Exercise goal →
Find every line in the items below that contains the word "polo", matching case exactly, and copy each of those lines.

====== Records to use

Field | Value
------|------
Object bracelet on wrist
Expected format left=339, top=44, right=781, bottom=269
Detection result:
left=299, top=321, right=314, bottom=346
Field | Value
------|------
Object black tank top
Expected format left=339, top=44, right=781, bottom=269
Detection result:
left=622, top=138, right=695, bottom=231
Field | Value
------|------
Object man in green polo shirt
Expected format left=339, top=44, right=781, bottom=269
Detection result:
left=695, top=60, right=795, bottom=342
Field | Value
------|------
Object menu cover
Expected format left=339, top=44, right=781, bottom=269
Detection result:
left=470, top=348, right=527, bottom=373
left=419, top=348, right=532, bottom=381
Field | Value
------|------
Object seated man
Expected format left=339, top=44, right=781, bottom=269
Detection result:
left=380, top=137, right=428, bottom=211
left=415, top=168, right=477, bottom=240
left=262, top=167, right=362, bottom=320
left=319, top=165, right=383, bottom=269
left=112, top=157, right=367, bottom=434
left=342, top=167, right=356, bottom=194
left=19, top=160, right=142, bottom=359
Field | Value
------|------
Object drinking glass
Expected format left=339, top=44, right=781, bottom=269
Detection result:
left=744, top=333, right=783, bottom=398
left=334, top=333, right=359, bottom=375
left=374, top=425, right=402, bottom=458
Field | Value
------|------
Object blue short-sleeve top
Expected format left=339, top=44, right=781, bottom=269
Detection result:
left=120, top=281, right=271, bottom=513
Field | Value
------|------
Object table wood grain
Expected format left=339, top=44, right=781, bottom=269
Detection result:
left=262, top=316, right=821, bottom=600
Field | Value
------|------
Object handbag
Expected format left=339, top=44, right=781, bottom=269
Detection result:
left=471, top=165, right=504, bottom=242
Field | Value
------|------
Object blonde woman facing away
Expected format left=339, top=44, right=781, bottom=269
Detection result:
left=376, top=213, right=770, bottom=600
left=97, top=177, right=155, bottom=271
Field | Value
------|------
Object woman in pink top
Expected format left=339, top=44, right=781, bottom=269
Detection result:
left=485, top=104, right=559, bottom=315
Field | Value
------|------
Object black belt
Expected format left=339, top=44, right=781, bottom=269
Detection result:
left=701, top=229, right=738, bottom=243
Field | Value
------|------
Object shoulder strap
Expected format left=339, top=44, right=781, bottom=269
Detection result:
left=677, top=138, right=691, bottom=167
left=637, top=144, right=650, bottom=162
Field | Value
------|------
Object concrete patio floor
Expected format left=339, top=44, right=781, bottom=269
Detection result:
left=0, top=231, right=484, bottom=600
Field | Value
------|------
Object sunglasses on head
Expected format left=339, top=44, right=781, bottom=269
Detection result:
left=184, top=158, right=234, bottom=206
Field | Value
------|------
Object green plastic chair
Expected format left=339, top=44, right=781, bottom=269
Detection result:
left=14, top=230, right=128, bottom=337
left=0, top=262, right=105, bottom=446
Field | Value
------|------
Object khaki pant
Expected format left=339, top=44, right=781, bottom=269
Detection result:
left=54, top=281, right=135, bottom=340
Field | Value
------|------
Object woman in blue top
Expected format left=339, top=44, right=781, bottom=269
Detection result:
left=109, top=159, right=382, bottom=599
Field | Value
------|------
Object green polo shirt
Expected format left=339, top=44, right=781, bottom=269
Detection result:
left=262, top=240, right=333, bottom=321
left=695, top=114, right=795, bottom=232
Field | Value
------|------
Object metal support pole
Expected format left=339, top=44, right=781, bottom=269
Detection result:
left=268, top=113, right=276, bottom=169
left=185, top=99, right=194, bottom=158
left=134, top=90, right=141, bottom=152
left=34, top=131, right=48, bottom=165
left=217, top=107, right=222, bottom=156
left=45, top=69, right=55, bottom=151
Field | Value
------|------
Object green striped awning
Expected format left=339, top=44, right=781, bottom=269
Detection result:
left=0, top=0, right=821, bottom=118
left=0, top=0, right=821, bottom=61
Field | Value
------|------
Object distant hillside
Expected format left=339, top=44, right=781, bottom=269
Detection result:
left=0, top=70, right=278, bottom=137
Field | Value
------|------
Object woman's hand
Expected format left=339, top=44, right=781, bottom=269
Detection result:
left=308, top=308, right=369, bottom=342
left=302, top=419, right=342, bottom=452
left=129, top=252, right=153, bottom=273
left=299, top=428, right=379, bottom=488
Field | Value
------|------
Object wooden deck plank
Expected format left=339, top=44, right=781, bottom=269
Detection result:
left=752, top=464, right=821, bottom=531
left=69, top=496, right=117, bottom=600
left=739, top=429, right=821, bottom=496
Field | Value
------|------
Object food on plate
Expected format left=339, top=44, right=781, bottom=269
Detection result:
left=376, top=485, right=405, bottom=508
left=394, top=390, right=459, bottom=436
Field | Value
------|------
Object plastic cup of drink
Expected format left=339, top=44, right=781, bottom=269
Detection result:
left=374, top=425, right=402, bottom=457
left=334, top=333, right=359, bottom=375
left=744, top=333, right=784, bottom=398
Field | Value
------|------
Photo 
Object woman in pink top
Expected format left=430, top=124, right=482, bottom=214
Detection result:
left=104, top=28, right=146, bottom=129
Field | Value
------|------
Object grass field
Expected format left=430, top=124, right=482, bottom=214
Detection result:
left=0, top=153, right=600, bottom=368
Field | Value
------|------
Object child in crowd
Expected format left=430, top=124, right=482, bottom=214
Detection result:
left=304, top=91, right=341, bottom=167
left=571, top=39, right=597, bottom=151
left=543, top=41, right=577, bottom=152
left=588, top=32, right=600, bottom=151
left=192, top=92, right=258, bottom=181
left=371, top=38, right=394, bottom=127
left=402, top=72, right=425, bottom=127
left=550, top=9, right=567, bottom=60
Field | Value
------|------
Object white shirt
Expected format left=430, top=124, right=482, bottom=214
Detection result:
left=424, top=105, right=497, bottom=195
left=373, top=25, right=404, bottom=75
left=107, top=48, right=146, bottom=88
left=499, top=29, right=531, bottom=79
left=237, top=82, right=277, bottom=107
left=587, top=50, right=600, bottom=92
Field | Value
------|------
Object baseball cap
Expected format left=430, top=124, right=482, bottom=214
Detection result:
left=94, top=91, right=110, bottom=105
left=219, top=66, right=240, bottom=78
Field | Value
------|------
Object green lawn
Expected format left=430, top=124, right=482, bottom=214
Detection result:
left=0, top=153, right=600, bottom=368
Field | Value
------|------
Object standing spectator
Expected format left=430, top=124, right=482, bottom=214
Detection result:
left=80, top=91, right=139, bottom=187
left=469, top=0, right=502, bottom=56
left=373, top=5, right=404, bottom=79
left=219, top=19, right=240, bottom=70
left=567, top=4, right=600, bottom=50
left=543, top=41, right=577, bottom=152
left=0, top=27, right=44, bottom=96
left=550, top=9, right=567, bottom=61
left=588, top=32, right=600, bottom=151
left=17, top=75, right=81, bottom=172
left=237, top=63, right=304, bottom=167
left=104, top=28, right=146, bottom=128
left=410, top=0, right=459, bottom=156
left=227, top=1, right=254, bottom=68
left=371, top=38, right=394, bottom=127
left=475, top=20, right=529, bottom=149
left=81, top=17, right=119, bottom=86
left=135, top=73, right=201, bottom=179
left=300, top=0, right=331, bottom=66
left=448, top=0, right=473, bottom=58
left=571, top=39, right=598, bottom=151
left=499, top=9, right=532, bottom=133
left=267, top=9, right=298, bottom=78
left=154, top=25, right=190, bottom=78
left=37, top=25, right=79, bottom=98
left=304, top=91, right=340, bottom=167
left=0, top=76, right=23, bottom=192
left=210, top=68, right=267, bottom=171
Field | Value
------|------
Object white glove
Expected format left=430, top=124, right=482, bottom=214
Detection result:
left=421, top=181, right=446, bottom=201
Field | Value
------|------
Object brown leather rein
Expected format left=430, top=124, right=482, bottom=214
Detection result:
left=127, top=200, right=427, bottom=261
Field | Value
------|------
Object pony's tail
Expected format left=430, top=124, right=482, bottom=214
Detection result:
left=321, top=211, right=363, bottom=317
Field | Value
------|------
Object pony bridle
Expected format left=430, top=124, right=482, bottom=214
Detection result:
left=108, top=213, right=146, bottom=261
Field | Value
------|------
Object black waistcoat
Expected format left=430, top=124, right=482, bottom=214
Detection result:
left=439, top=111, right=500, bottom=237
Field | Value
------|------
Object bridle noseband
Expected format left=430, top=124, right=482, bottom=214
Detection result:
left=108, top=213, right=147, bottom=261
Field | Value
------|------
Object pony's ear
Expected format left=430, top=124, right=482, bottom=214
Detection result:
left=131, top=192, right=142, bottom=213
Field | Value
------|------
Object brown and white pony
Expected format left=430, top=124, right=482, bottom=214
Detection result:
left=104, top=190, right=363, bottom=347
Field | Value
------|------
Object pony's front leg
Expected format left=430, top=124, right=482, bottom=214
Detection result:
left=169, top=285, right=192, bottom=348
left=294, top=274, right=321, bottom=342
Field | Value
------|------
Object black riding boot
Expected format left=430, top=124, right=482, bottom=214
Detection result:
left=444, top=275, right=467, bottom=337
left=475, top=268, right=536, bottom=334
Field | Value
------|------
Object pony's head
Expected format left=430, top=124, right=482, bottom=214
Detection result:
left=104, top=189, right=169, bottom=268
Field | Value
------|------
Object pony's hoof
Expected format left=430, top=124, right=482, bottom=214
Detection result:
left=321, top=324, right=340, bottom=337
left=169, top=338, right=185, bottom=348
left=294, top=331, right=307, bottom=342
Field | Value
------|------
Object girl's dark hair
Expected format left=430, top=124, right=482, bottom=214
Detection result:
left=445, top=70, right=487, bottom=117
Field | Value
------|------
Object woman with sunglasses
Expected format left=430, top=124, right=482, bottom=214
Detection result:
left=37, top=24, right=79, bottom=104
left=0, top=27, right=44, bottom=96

============

Written solution →
Object man in green polo shirt
Object green polo shirt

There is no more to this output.